> Supplied data
--------------------------------

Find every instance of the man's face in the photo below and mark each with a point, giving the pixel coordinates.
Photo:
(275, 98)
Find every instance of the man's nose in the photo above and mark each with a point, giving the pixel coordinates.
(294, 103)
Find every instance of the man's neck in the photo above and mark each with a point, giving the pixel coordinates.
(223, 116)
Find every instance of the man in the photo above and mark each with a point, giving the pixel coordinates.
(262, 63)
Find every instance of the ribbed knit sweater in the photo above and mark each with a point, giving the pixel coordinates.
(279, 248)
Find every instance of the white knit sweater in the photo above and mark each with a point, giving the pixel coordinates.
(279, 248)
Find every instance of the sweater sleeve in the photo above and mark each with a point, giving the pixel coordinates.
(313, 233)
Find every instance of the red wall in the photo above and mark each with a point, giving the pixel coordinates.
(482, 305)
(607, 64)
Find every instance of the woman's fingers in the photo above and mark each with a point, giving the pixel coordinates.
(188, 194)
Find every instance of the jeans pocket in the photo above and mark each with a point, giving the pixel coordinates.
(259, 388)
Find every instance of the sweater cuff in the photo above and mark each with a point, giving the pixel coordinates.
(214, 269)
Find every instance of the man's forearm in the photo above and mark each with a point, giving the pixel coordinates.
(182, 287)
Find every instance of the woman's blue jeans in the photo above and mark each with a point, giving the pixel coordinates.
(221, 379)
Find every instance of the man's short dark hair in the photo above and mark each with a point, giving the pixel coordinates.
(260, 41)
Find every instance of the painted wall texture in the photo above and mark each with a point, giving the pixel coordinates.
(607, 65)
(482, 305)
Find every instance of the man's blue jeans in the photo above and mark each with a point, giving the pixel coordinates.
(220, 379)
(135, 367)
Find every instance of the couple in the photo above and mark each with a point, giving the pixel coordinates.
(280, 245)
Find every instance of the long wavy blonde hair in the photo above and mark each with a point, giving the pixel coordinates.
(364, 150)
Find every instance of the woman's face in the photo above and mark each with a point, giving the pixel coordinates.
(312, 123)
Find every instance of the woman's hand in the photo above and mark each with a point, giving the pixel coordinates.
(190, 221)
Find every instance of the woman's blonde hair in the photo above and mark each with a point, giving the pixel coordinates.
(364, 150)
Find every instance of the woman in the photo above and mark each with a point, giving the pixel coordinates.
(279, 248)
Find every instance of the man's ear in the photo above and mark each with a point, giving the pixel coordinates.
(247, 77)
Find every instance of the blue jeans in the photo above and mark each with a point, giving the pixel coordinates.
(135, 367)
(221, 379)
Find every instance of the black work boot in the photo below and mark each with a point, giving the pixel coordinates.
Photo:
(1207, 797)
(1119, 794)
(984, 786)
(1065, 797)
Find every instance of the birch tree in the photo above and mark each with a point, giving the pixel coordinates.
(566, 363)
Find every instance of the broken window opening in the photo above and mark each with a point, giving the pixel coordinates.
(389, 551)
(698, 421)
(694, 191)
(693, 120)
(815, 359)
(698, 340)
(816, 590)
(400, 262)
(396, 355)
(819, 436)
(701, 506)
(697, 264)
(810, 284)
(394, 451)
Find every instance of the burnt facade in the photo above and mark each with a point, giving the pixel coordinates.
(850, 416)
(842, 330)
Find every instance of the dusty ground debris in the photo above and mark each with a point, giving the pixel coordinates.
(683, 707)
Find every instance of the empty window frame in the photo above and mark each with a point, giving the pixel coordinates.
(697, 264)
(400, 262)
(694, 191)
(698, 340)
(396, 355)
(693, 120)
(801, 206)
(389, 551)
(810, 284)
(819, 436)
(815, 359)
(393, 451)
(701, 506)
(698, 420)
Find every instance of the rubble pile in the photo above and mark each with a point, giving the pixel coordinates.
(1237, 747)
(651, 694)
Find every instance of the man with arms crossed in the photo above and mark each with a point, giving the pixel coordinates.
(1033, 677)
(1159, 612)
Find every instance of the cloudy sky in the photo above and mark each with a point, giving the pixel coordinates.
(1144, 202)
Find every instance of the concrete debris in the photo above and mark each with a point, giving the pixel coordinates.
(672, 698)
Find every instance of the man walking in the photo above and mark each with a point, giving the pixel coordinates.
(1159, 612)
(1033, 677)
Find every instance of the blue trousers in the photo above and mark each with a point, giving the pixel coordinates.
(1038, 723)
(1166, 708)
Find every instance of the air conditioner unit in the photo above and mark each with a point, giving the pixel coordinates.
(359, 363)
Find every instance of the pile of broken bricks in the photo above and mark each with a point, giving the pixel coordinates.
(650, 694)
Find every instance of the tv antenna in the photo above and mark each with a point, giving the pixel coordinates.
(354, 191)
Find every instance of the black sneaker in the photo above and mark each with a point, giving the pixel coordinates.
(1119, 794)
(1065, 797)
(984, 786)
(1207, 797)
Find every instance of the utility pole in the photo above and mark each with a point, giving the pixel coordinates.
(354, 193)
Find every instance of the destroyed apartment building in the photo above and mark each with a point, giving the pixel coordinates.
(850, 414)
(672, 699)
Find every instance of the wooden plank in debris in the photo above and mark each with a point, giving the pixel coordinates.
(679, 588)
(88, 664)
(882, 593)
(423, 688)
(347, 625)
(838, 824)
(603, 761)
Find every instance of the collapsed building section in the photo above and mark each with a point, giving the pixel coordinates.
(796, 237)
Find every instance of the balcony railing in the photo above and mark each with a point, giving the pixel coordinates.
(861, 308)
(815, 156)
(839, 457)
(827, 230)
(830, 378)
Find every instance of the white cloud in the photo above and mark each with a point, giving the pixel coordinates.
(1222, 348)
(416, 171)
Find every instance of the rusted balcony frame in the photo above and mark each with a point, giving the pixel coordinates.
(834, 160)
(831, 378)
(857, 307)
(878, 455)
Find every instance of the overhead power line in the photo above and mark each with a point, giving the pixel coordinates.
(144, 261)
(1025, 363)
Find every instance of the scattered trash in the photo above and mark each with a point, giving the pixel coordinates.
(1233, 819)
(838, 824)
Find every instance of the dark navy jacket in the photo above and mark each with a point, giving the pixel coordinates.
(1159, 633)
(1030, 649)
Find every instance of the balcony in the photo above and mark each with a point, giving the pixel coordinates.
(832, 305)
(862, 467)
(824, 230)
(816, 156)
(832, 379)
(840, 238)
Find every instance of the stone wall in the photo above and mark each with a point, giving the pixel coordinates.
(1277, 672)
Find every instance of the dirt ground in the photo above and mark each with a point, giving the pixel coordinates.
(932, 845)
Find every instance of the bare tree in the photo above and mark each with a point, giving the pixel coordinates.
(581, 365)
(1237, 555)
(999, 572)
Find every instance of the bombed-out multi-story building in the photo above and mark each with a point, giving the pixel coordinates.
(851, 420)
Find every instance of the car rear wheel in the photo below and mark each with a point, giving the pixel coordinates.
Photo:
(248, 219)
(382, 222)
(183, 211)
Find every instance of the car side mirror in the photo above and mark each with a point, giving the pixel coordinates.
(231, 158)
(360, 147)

--------------------------------

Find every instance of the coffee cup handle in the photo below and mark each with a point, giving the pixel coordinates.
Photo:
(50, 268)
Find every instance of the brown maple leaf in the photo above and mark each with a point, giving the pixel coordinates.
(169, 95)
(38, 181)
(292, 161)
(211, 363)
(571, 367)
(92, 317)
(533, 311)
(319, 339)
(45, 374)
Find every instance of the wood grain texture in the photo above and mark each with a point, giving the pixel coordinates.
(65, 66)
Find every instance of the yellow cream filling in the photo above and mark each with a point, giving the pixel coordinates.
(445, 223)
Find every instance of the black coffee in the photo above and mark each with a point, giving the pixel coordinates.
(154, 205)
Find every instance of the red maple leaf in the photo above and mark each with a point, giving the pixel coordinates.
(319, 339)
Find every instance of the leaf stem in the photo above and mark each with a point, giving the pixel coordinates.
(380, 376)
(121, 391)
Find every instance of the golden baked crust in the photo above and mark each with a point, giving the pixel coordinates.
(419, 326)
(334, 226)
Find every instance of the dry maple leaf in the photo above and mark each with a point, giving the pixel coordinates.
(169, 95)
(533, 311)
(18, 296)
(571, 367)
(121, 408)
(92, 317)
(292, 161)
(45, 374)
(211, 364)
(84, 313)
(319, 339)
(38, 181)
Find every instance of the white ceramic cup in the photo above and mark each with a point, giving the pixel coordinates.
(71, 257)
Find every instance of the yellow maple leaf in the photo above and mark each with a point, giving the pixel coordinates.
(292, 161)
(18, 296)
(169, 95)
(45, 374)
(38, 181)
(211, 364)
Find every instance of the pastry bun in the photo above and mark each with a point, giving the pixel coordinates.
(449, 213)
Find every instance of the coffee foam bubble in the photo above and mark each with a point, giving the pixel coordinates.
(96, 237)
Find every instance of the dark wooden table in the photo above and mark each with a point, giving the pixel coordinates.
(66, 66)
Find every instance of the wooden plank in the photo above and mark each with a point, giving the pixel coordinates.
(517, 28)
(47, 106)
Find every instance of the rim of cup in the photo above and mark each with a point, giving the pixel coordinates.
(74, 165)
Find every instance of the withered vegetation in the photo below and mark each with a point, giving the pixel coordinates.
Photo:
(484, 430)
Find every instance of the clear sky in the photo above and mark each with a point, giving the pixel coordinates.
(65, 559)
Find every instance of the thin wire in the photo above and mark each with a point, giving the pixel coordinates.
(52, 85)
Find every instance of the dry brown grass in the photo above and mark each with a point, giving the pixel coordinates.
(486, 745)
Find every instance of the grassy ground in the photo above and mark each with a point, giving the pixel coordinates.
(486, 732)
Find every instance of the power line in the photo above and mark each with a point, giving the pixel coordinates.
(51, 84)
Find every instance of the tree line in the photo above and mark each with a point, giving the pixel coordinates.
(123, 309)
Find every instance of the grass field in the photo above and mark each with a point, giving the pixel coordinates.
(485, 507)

--------------------------------

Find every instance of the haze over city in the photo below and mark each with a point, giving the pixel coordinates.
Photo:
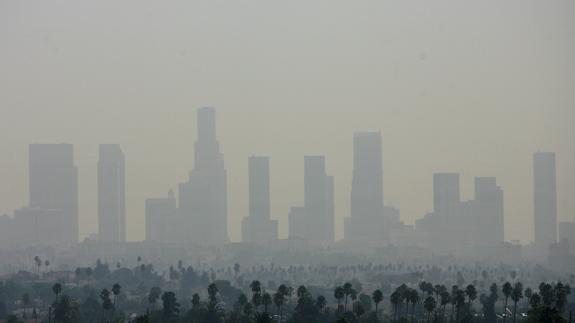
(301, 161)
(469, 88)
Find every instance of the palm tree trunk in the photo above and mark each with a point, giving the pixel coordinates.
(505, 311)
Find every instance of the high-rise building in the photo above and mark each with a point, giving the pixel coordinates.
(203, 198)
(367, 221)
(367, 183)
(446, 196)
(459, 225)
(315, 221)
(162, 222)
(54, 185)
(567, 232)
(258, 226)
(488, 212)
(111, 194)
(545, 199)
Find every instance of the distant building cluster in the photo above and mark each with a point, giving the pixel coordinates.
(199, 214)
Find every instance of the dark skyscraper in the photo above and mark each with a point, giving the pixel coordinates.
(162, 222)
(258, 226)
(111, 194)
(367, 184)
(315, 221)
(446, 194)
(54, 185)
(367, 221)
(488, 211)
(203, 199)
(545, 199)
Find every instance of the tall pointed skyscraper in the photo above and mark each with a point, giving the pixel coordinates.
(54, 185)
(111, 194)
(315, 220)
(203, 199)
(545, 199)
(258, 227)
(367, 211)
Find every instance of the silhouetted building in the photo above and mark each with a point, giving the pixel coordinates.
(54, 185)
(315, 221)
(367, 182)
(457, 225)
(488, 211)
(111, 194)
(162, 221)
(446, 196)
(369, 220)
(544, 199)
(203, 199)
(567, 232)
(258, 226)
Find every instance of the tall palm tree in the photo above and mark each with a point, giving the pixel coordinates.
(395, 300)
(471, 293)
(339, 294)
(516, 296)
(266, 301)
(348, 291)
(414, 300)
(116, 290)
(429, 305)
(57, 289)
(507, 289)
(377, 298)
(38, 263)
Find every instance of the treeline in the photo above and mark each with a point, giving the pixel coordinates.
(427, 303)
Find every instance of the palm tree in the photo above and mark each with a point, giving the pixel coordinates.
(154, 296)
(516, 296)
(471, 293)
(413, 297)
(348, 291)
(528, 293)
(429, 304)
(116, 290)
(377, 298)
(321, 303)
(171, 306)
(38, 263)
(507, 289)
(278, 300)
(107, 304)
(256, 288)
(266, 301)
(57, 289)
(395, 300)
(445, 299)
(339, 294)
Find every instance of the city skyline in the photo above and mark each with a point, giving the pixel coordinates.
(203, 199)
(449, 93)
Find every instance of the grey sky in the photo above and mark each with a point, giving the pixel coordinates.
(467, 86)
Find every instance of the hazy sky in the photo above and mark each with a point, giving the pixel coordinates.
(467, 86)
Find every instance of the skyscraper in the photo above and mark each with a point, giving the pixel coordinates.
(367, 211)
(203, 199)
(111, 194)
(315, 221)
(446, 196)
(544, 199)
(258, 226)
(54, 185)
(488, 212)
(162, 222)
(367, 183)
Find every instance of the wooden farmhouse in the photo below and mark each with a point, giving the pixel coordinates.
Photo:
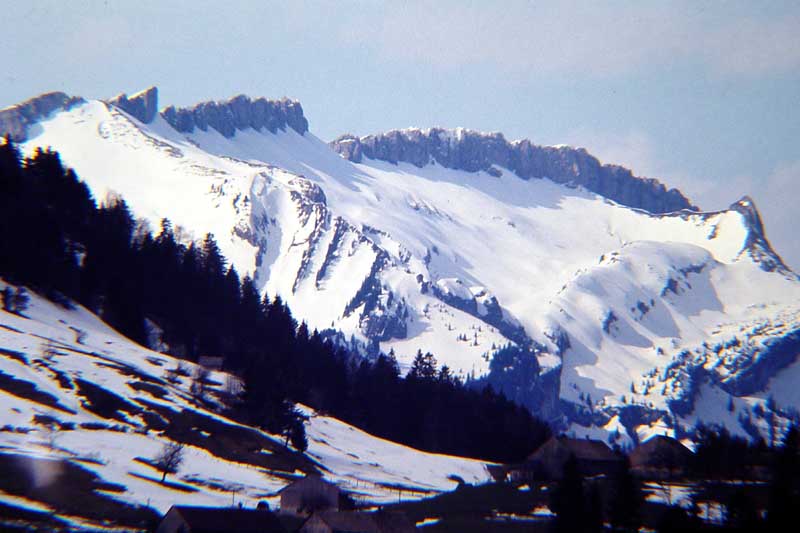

--------------------------------

> Task to complete
Reproduce only the stretch from the line containing "Find every instance of the broken" through the line containing "(1166, 708)", replacing "rubble pile" with "debris heap" and leaving all else unchanged.

> Task response
Find every instance of the broken window opening in the photo above and mark each with a point, giving the pixel coordinates.
(389, 551)
(698, 421)
(694, 191)
(693, 120)
(815, 359)
(698, 340)
(816, 590)
(400, 262)
(396, 355)
(819, 436)
(701, 506)
(697, 264)
(810, 284)
(394, 451)
Find every instance of the burnt facade in the photo above and mark each with a point, giving the pixel coordinates.
(850, 416)
(842, 330)
Find every instance of the dusty ground debris in the photo above and mark each with a point, giving the pixel coordinates.
(683, 707)
Find every instance of the empty window frame in the photo above and mark each with a point, giving the pixel coordinates.
(697, 264)
(400, 262)
(694, 191)
(698, 340)
(396, 355)
(693, 120)
(801, 206)
(389, 551)
(810, 284)
(819, 436)
(815, 359)
(393, 451)
(701, 506)
(698, 420)
Find every instance of the debris heap in the photo above and mark each with a point, giving the pixel coordinates.
(1237, 747)
(651, 694)
Find every instance of the man with arms crossed in the photo above and mark each with a point, giving the pixel coordinates.
(1033, 677)
(1159, 612)
Find every instance of the cloudy sky in the photo above and mark each with a point, giving the pixel coordinates.
(1144, 202)
Find every instance of the concrete debris in the photo above and mark each with a point, giving the pixel coordinates.
(672, 698)
Find every instance of the man walking in the photo above and mark each with a point, giving the pixel coordinates.
(1159, 612)
(1033, 677)
Find every instance of the blue trousers in the photo above and mark each with a point, giving the pixel coordinates.
(1038, 723)
(1166, 708)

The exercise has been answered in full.